Vorliegender Text:
++++++++++
Im Gesundheitswesen ist es ähnlich wie an den Schulen, aber hier kommt es zu weniger Eingriffen der Taliban. Denn sie wollen das rare medizinische Personal nicht vergraulen, das überhaupt noch wagt, außerhalb der großen Städte zu arbeiten. Allerdings sorgen sie immer wieder dafür, dass nach Kämpfen ihre eigenen Verwundeten zuerst behandelt werden.

Die Talibanjustiz gilt in der Bevölkerung schon länger als effektiver und weit weniger korrupt als die der Regierung. Es gibt sogar Einspruchsmöglichkeiten. Wer mit einem Urteil nicht einverstanden ist, kann sich an das oberste Talibangericht wenden, dessen Mitglieder in Pakistan sitzen. Allerdings berichten Afghanen, die das versucht haben, sei es besser, dort jemanden zu kennen, der einem eine Audienz verschafft. Ohne Vitamin B geht es auch im Taliban-„Rechtsstaat“ nicht.

Die Aufständigen haben inzwischen ein paralleles Regierungssystem entwickelt. Ein Bericht des US Institute of Peace von 2019 zitiert ein früheres Taliban-Führungsmitglied mit den Worten: „Wir mussten zeigen, dass wir eine verantwortungsvolle Regierung bilden können, die jeder akzeptieren kann.“

Taliban machen auf „Dein Freund und Helfer“

Einwohner des Distrikts Surmat im Südosten des Landes berichten, dass dort Taliban-Offizielle „regelmäßig der Öffentlichkeit zur Verfügung stehen, damit diese ihre Probleme anbringen kann“.
++++++++++
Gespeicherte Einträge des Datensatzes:
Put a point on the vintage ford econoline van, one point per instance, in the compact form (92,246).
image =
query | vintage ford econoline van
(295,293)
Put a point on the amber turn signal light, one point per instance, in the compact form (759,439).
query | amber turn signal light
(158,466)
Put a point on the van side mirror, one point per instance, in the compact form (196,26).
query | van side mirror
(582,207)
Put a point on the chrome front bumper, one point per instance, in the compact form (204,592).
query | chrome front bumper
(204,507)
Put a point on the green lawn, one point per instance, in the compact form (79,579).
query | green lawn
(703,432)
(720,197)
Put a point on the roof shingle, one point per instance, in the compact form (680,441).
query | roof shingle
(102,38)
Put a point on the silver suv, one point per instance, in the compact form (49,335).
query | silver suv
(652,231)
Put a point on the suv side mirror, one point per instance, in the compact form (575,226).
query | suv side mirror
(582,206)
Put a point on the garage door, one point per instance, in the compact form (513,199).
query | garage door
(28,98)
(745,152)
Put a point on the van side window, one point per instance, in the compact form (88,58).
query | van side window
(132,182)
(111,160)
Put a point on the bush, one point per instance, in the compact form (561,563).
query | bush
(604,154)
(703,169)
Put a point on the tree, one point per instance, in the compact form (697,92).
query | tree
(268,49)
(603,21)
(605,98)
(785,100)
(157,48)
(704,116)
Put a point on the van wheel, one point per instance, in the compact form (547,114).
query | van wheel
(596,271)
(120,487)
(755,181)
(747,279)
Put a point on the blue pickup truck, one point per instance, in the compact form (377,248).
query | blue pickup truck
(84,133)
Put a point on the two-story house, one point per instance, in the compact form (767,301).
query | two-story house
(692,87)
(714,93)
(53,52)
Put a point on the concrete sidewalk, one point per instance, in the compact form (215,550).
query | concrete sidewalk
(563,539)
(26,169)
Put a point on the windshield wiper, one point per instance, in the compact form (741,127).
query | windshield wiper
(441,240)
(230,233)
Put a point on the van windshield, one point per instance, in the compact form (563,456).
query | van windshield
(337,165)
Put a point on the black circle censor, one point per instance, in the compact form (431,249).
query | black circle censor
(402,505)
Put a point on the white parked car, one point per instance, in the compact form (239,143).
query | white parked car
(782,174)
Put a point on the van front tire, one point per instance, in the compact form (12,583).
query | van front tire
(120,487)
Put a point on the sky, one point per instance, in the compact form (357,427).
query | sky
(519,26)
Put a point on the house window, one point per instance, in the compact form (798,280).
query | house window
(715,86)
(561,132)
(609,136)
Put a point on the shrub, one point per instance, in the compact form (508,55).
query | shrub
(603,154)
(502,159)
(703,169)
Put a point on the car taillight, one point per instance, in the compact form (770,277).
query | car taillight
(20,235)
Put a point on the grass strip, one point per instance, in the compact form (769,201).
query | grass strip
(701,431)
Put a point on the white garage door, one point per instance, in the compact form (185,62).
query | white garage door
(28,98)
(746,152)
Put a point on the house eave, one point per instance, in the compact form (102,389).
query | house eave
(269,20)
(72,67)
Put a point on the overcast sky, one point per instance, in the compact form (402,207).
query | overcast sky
++++++++++
Übungsaufgaben:
- A) Warum greifen die Taliban laut dem Text über die Taliban im Gesundheitswesen seltener ein als an den Schulen? Antworten Sie in ein bis drei Sätzen.
- B) Führen Sie den Text über die Taliban nach seinem letzten Satz weiter.

Lösungen je Aufgabe:
- A) Sie wollen das ohnehin seltene medizinische Personal nicht vergraulen. Gemeint sind diejenigen, die überhaupt noch wagen, außerhalb der großen Städte zu arbeiten.

- B)
Der Zugriff der Parallelregierung reicht bis in nominell regierungskontrollierte Gebiete – vor allem über Besteuerung. Ein Bauer, der in einer Südprovinz lebt, zeigte der taz eine Mitteilung auf Taliban-Briefpapier, dass er soundsoviel Land und Obstbäume besitze und deshalb soundsoviel Steuern zu entrichten habe.

Lkw-Fahrer erhalten an Taliban-Kontrollposten Quittungen über den entrichteten Wegezoll, damit sie woanders nicht noch einmal zahlen müssen. Afghanische Medien berichteten, dass selbst die Familie von Staatspräsident Aschraf Ghani Steuern für ihren Landsitz in Surchab südlich von Kabul zahlen muss.

Bis auf die Gerichte und ihre militärischen Fronten investieren die Taliban kaum in Infrastruktur. Ausnahmen sind Koranschulen und einige Straßenprojekte, die vor allem höheren Eigeneinnahmen dienen. So ließen sie in der Provinz Ghasni eine Überlandstraße aufreißen und mobilisierten Dorfbewohner, eine neue Umgehungsstrecke zu bauen. Die führt nun durch Taliban-Gebiet und kann so leichter besteuert werden.

Taliban sind zielgerichteter und erfahrener

In vielen Gebieten ist die Bevölkerung aber zufrieden, wenn nach all den Kriegsjahren überhaupt etwas funktioniert, unabhängig davon, ob Regierung oder die Taliban das organisieren. In Dascht-e Artschi in der Provinz Kundus, dem früheren Verantwortungsbereich der Bundeswehr, sagten Einwohner, die Taliban-Re­gie­rungs­führung sei besser als die Kabuls.

Dass die Taliban heute offener für die Bedürfnisse der Bevölkerung sind, unterscheidet sie deutlich von ihrer Herrschaft vor 2001. Damals machten sie vor allem durch den systematischen Ausschluss von Frauen und Mädchen aus dem öffentlichen Leben, öffentliche Hinrichtungen und die Beschlagnahmung von Fernsehgeräten von sich reden.

Die Bewegung ist heute politisch zielgerichteter. Und ihre Führung, die immer noch vor allem aus Getreuen Mullah Omars besteht, ist erfahrener. Ihr Wandel wird deshalb von politischen Zielen bestimmt und bleibt selektiv. Er soll nach ihrer Rückkehr an die Macht über ein innerafghanisches Friedensabkommen eine soziale Basis schaffen.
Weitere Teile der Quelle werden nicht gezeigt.